In all sporting events there is a winner and a loser. No person with a competitive bone in their body enjoys being on the losing side of this elementary equation. Former football coach Vince Lombardi once said, “winning isn’t everything; it’s the only thing.” This poetic quote seems to display the common view of competitors who dedicate their lives to sport. However, the reasons as well as the reactions to defeat differ greatly between athletes. The exact level of agony defeat brings to an athlete differs greatly according to the individual athlete’s reason they play the game, the amount of money invested into the sport, and how/if the athlete gains success from defeat.
The reason each competitor plays a sport varies according to their goals as to the outcome of the event. Most individuals participate in sports with the goals of improving physical fitness; numerically speaking, a heavy majority of participants are in youth sports where,
“The primary goal… should be to develop desirable psychological and social characteristics as well as physical skills and fitness… Winning, should be viewed as a consequence of the athlete’s physical and psychological development and not the primary focus of athletic involvement.” (Cumming, 323).
According to this article, these youth are driven by winning to an extent but not on the same level as older, more developed athletes. The notion of winning is overshadowed by the overall enjoyment of the activities and the interaction with other peers of similar ages. This is common in youth sports as well as pickup games although age difference and maturity are additional factors as to the meaning behind winning a game.
On the other hand, the notion that winning, “is the only thing” is more common amongst accelerated athletes who live a competitive lifestyle through their sport. From the varsity high school athlete to the professional ball players, these people typically view winning as the reason they are playing the game because of the meaning the game holds to their life. Many athletes at these levels associate a loss with their livelihood and sense of self-worth. For example, after losing a bout in Texas, female boxer Kina Elyassi said of the match, “I felt like I’d let myself down as well as those who supported me most.” She had put such a great amount of effort and time into her commitment as a boxer that she (and her family) questioned her career choice.

- **Data to process**:
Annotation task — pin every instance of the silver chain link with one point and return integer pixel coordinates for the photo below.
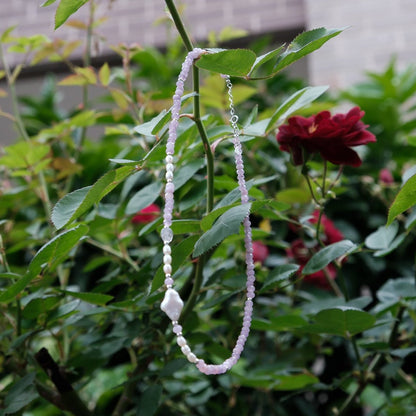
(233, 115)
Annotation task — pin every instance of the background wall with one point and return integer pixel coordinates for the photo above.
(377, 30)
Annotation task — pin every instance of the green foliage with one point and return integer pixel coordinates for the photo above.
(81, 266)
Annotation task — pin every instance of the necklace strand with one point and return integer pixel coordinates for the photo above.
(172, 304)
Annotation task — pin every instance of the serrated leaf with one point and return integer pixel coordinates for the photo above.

--

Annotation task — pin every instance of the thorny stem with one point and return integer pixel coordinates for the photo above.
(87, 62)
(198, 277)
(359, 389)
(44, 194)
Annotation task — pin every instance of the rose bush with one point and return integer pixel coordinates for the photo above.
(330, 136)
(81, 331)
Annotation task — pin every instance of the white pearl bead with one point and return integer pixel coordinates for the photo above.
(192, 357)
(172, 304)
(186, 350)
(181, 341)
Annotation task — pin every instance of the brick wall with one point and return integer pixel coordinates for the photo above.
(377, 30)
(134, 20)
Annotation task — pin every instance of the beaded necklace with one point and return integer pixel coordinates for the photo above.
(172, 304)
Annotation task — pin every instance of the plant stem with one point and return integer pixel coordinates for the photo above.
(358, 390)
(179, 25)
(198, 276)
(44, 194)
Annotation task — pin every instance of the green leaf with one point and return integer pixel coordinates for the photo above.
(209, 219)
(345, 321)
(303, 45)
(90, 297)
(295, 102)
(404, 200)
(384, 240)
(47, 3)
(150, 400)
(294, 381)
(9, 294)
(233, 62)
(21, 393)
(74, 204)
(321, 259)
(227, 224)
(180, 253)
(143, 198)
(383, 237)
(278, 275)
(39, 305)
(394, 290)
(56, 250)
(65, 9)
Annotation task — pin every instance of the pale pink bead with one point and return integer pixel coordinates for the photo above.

--

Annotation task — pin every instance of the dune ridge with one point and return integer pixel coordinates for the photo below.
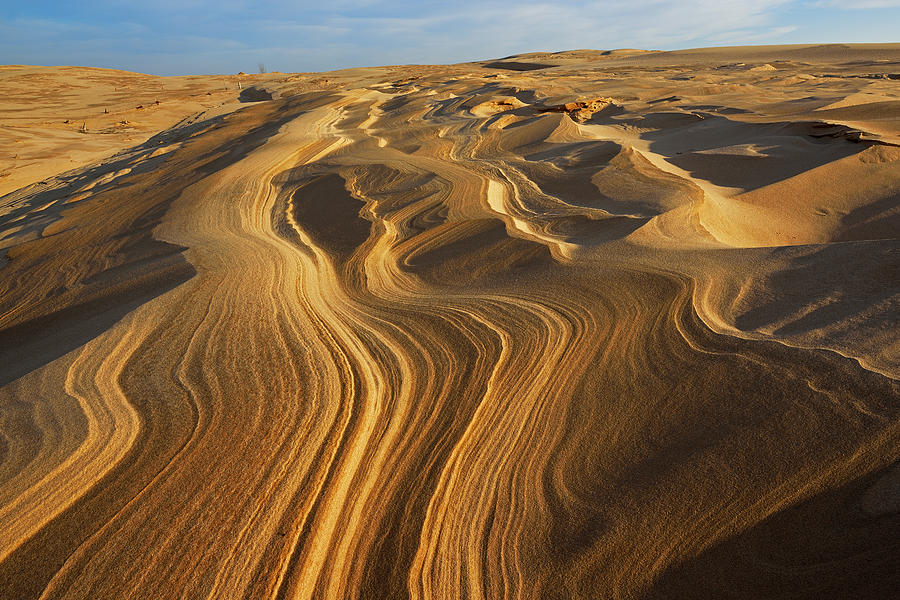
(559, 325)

- **What to work on**:
1. Extract the passage of the essay on winning and defeat in sports that starts with "According to this" and goes on through "winning a game.", reproducing it word for word.
2. Copy the entries verbatim, starting with the line containing "Annotation task — pin every instance of the silver" and going on through the line containing "Annotation task — pin every instance of the serrated", both lines included. Omit the pictures from your answer.

- **Solutions below**:
1.
According to this article, these youth are driven by winning to an extent but not on the same level as older, more developed athletes. The notion of winning is overshadowed by the overall enjoyment of the activities and the interaction with other peers of similar ages. This is common in youth sports as well as pickup games although age difference and maturity are additional factors as to the meaning behind winning a game.

2.
Annotation task — pin every instance of the silver chain link with one point and return integer pixel coordinates for the photo below.
(233, 115)
Annotation task — pin every instance of the background wall with one point and return integer pixel coordinates for the photo above.
(377, 30)
Annotation task — pin every instance of the green foliage with one point and return integer pixel coordinates for the photo above.
(81, 266)
Annotation task — pin every instance of the necklace strand with one point and return integer pixel coordinates for the photo above.
(172, 304)
Annotation task — pin every instance of the serrated leaf with one point and return integer pixel coordinates for the photo above.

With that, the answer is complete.